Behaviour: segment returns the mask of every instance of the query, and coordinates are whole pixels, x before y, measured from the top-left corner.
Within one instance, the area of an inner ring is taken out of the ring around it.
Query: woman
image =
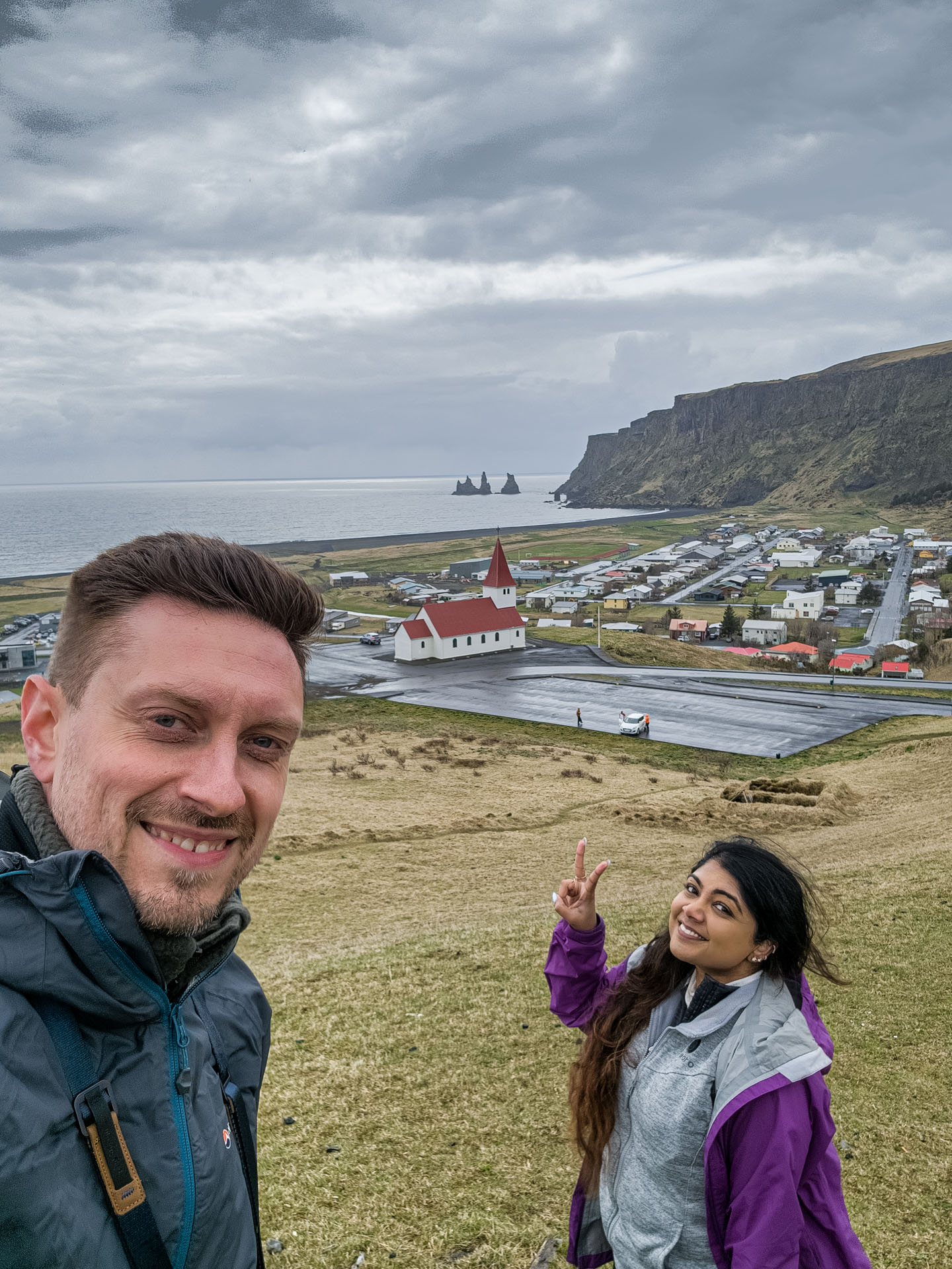
[[[849,1225],[824,1080],[833,1043],[803,968],[810,883],[750,838],[715,841],[668,929],[608,971],[595,887],[552,896],[552,1011],[586,1029],[570,1101],[580,1269],[869,1269]]]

# # #

■ GIVEN REQUEST
Convert the rows above into a JSON list of strings, one string per line, with blank lines left out. Leave the pictures out.

■ PROBLEM SOLUTION
[
  "Behaviour: segment returns the mask of every instance of the query, and coordinates are whole pixels, x before y, measured from the top-left corner.",
  "Within one instance, the area of an inner ring is taken out of the ring around it.",
  "Query: woman",
  "image =",
  "[[[849,1225],[824,1080],[833,1043],[803,968],[810,883],[750,838],[715,841],[668,929],[608,971],[595,887],[552,896],[552,1011],[586,1029],[570,1101],[580,1269],[869,1269]]]"
]